Revise the listing from the line with "Pinpoint woman's hand." up to and including the line with "736 332 797 427", swapping "Pinpoint" for "Locate" and leaving everything else unchanged. Return only those lines.

::::

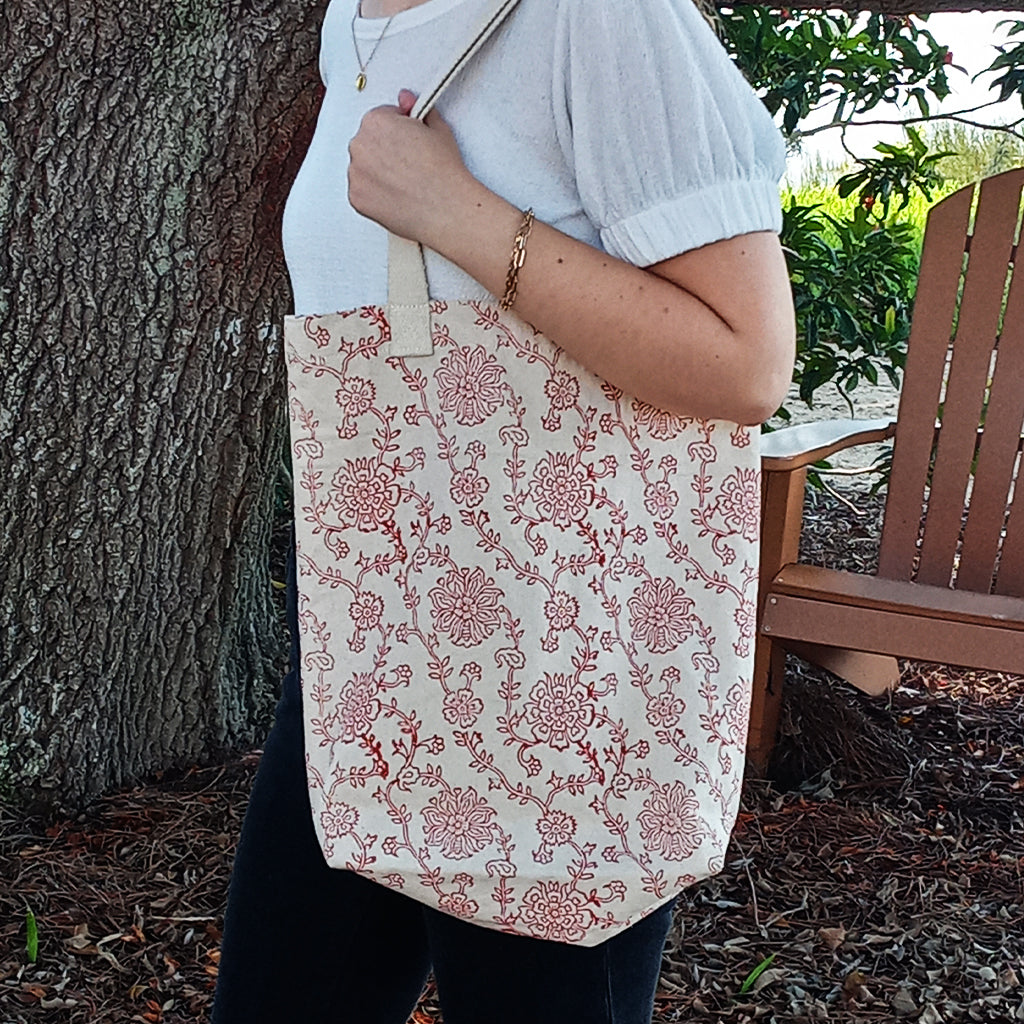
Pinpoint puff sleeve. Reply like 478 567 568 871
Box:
555 0 785 266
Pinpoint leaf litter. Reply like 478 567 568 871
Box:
0 492 1024 1024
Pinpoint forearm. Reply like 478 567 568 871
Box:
425 181 784 423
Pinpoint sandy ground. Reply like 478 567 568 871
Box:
768 381 899 490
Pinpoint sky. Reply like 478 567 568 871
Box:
786 11 1024 185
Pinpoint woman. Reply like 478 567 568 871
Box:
213 0 794 1024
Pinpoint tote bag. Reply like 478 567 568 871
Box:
285 0 760 945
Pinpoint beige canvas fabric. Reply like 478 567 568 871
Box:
286 302 760 945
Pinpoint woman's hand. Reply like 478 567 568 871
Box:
348 96 796 424
348 89 482 249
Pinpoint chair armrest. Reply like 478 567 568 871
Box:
761 419 896 473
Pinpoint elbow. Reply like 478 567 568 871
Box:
736 332 797 427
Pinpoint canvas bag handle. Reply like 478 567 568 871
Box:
387 0 519 355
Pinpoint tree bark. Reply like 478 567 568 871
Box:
0 0 326 811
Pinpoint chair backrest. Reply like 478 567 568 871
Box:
879 168 1024 597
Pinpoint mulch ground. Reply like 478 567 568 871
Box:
0 494 1024 1024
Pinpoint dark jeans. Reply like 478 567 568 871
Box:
211 536 672 1024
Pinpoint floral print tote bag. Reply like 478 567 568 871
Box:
285 0 760 945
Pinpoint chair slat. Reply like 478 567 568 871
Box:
995 456 1024 597
879 185 974 580
956 171 1024 593
916 172 1020 591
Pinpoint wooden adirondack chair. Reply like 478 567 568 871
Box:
748 168 1024 769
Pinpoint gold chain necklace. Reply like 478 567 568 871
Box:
352 4 394 92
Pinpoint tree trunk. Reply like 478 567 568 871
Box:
0 0 325 810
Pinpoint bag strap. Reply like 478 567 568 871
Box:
387 0 519 355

::::

_The answer_.
Locate woman's hand. Reply like 478 567 568 871
Box:
348 96 796 424
348 89 482 249
Locate chair armrest. Reply like 478 567 568 871
Box:
761 419 896 473
Locate elbow. Reply like 478 567 568 871
Box:
736 332 797 427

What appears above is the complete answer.